[begin EXCERPTED TEXT]

A couple things about this phrase don't sit right with me. For starters, the argument seems moralistic. What, for instance, is an "unnecessary companion"? Who's to determine, and per what value system, whose company is necessary and whose isn't? The rest of the text follows suit. For a piece made up entirely of subjective claims, it arrives at an oddly absolutist definition of the true artist's path as paved with suffering, self-reliance, and solitude. But while these states of experience will (I hope) always be and always have been the source of many great—and, let's not forget, plenty of regrettable—works of art, surely there are other valid sources of creativity out there to consider. Couldn't Martin's ideals be complemented, for instance, by ease, collaboration, and company? Or are the lives of all true artists really "self-sufficient and independent (unrelated to society)" and "free of influence," as she argues in "Advice to Young Women Artists"? What even is an artist free of influence, or a work unrelated to society? Does—can—such a thing exist? Should an artist really never step off her chosen course in response to a demand of someone, something, else?

[end EXCERPTED TEXT]
[begin INFORMATION SUPPLIED]

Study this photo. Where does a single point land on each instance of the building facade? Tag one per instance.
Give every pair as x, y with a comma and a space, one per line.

[end INFORMATION SUPPLIED]

DIRECTIVE: Pick up the commentary on Martin's "Advice to Young Women Artists" right after its last sentence and carry it forward.

OUTPUT BELOW:
Before I digress, I’ll get back to the point. What I really want to push back against is Martin's idea that artists can't make genuine art if they live with pets, because animal companions intrude on our solitude. What did Dante Gabriel Rossetti's wombat, or Nerval's lobster, or Flannery O’Connor's forty-some peacocks, or Dalí's ocelot, or Schopenhauer's poodles, or Dickens's raven—who inspired Poe's poem, by the way—prevent these artists from achieving? Would Les Fleurs du mal have been a tighter collection had Baudelaire never taken in that injured bat from the cemetery or kept a tarantula in a jar?
As I mentioned, I myself live with a somewhat less exotic creature—a dog—so I’d like to keep my thoughts focused on what I know. Something I appreciate about dogs is precisely that they do make demands on us. No matter how we’re doing, a dog pulls us away from our habits and out into the world. Feeling too sad to get out of bed? Terribly bored by the outside world? Well, time to get up because old Fido needs to take a leak, and there's no one to take him out but you. How many times have I thought to myself, "the last thing I want to do right now is get off this heavenly couch," then gone and done just that because Xochi needed a walk? And how often have those walks unexpectedly extended, having led me into an unplanned encounter with a friend, an unexpected scene that sent me off my planned course? (Let the dogs determine our courses, and we’ll see they're natural practitioners of the dérive.)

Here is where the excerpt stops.